Provided material
— START —
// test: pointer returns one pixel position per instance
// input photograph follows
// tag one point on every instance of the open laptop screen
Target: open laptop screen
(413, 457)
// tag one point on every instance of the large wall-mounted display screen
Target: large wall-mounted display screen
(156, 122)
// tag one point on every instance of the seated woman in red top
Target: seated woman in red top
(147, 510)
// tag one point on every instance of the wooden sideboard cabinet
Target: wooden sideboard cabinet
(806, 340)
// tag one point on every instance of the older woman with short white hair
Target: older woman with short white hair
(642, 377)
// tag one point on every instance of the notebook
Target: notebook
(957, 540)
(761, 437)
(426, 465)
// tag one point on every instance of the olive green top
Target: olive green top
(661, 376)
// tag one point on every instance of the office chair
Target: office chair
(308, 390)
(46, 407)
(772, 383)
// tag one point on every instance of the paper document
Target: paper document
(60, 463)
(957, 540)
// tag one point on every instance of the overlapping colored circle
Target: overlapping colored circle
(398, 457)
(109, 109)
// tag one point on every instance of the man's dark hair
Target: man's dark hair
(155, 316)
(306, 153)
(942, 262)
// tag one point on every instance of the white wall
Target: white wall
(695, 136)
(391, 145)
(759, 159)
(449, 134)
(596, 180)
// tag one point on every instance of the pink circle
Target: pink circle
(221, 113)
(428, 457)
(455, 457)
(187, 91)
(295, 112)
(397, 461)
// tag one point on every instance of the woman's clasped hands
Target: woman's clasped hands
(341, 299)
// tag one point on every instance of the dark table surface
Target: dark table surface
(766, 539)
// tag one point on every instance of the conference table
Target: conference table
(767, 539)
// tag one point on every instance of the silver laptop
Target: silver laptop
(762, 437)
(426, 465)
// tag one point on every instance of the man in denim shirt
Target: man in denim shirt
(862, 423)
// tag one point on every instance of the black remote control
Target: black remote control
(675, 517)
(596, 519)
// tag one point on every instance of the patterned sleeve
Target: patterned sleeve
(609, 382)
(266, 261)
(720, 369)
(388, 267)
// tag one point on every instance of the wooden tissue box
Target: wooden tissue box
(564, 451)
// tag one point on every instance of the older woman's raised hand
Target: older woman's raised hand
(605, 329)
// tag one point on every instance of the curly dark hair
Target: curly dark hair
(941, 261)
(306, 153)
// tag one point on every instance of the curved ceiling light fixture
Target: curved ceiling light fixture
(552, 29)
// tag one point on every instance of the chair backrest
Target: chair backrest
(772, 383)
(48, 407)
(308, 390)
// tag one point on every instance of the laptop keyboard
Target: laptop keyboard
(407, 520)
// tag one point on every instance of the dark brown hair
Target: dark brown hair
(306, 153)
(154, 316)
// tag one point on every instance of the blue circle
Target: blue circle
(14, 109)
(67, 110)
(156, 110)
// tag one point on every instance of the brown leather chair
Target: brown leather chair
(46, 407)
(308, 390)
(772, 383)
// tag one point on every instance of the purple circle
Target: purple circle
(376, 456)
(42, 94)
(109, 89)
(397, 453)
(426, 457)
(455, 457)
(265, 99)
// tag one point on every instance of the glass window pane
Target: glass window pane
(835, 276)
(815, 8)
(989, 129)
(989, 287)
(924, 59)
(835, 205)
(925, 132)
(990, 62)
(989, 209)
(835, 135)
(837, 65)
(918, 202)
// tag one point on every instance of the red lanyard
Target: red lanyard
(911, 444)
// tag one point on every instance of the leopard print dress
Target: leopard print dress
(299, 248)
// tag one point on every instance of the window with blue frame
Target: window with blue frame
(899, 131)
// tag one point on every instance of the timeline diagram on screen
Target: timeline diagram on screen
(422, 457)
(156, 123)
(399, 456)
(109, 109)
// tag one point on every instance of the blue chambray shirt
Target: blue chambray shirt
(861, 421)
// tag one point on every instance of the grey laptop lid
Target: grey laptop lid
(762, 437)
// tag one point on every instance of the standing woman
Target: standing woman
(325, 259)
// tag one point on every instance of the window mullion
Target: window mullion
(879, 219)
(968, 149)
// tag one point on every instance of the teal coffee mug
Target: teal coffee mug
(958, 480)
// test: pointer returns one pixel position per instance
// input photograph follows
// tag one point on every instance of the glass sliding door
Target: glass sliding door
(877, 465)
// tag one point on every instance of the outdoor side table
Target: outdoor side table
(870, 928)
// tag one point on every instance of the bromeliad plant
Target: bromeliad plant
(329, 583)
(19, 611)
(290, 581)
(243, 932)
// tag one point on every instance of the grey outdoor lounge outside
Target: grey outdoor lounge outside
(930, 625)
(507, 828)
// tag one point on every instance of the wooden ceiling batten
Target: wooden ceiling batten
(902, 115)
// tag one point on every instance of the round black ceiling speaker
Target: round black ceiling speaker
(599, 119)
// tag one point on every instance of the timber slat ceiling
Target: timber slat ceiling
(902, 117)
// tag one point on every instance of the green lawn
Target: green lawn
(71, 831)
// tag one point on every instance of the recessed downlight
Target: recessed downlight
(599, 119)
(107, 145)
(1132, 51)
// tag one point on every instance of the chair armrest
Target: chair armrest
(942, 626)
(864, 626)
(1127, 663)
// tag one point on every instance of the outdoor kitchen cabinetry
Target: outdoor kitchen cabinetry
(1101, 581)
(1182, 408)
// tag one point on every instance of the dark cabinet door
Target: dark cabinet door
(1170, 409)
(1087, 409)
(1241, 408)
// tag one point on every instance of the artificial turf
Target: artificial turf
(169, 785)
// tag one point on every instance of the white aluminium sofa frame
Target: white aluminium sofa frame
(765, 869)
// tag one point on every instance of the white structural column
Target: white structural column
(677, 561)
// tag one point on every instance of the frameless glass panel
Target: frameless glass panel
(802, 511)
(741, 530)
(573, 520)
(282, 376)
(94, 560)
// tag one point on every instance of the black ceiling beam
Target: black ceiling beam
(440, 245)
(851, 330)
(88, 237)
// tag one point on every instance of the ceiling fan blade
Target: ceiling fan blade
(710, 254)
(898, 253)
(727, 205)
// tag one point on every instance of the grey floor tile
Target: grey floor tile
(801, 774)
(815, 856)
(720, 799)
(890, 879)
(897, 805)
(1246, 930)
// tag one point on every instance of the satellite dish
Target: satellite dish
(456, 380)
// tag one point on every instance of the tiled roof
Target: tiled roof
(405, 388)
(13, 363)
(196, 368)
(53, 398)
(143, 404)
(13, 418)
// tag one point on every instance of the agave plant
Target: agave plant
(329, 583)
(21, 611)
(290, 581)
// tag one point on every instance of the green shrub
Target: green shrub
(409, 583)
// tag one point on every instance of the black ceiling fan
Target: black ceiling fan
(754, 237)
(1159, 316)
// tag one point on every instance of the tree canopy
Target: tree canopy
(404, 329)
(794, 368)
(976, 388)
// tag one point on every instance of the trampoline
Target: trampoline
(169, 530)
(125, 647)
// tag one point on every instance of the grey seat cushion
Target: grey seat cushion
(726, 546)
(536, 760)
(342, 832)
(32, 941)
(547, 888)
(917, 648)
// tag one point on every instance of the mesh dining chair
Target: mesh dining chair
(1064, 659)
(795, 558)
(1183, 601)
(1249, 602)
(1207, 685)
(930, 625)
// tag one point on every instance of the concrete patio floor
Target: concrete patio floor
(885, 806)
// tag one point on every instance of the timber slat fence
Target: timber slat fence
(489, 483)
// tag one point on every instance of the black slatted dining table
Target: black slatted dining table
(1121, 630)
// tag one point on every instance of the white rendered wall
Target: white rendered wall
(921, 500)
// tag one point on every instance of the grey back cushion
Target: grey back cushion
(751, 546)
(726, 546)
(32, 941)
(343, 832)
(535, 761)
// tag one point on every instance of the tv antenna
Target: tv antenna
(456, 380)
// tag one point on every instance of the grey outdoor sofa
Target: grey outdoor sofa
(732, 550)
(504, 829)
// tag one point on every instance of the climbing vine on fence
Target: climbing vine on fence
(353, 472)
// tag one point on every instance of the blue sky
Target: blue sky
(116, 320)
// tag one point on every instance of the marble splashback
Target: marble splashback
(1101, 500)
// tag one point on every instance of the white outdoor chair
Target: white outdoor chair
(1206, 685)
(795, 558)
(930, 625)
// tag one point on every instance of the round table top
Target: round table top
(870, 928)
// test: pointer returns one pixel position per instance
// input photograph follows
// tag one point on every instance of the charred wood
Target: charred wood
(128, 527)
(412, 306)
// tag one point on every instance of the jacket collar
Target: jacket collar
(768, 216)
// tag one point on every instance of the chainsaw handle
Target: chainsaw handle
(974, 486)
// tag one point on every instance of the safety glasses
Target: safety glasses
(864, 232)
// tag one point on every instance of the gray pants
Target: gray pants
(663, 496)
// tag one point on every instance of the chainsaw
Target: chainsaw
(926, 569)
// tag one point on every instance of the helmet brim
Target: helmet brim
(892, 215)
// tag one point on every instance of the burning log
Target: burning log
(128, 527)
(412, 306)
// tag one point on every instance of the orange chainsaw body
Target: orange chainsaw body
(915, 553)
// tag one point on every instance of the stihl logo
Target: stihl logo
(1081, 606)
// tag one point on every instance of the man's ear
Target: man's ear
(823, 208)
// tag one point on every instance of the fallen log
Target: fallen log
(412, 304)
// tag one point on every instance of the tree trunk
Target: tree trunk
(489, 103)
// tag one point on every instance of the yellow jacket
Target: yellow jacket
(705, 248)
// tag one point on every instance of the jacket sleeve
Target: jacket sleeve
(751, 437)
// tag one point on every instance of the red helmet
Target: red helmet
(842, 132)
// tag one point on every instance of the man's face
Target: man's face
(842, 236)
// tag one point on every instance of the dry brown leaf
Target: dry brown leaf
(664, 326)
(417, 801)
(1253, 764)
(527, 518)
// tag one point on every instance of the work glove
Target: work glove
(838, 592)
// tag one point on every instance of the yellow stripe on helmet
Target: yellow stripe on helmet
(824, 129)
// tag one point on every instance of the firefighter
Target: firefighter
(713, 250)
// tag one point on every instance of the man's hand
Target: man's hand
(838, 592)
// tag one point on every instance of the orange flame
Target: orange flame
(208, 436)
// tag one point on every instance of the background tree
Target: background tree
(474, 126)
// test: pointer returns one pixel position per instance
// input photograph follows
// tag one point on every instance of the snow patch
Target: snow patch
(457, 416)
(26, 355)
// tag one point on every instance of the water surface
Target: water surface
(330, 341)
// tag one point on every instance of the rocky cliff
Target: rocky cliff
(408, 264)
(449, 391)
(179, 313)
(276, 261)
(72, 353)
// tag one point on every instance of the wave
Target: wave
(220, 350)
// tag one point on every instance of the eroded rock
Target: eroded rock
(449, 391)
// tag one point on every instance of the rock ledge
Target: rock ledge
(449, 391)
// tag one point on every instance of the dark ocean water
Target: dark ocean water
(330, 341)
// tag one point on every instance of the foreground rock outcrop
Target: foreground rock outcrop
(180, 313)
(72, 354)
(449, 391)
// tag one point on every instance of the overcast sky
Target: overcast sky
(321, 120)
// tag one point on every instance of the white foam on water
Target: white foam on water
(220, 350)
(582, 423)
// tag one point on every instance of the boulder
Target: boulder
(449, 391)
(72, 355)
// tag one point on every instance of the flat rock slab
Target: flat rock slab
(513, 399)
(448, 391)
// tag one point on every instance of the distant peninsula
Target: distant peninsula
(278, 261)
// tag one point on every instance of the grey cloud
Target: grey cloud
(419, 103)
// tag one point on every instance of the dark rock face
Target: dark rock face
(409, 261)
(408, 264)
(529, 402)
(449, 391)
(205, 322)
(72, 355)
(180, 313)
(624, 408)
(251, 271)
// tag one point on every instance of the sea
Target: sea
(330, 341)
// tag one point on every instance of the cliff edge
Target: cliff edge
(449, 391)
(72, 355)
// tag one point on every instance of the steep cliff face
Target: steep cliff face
— END —
Written task
With both ends included, please retype exactly the lines from the line containing "the rocky cliff" to the final line of the data.

Written reply
// tag one point on every instance of the rocky cliff
Target: rocky cliff
(408, 264)
(449, 391)
(179, 313)
(276, 261)
(72, 353)
// tag one point on every instance of the wave
Target: wave
(220, 350)
// tag one point on every instance of the eroded rock
Target: eroded rock
(449, 391)
// tag one point on every instance of the rock ledge
Target: rock ledge
(449, 391)
// tag one point on every instance of the dark ocean water
Target: dark ocean water
(330, 341)
// tag one point on every instance of the foreground rock outcrop
Target: foreground rock outcrop
(180, 313)
(72, 354)
(449, 391)
// tag one point on every instance of the overcast sky
Target: overcast sky
(321, 120)
// tag one point on every instance of the white foam on water
Target: white foam on water
(220, 350)
(582, 423)
// tag one point on every instance of the boulder
Target: boulder
(449, 391)
(72, 355)
// tag one point on every instance of the flat rock slab
Target: flat rock slab
(513, 399)
(448, 391)
// tag one point on every instance of the distant peninsula
Target: distant peninsula
(278, 261)
// tag one point on every instance of the grey cloud
Target: grey cloud
(419, 103)
// tag one point on every instance of the dark rock face
Target: dark rock face
(409, 261)
(408, 264)
(529, 402)
(449, 391)
(205, 322)
(72, 355)
(180, 313)
(624, 408)
(251, 271)
// tag one point on every instance of the sea
Target: sea
(330, 341)
// tag one point on every instance of the cliff edge
Target: cliff edge
(449, 391)
(72, 355)
// tag one point on every instance of the steep cliff face
Target: steep cliff face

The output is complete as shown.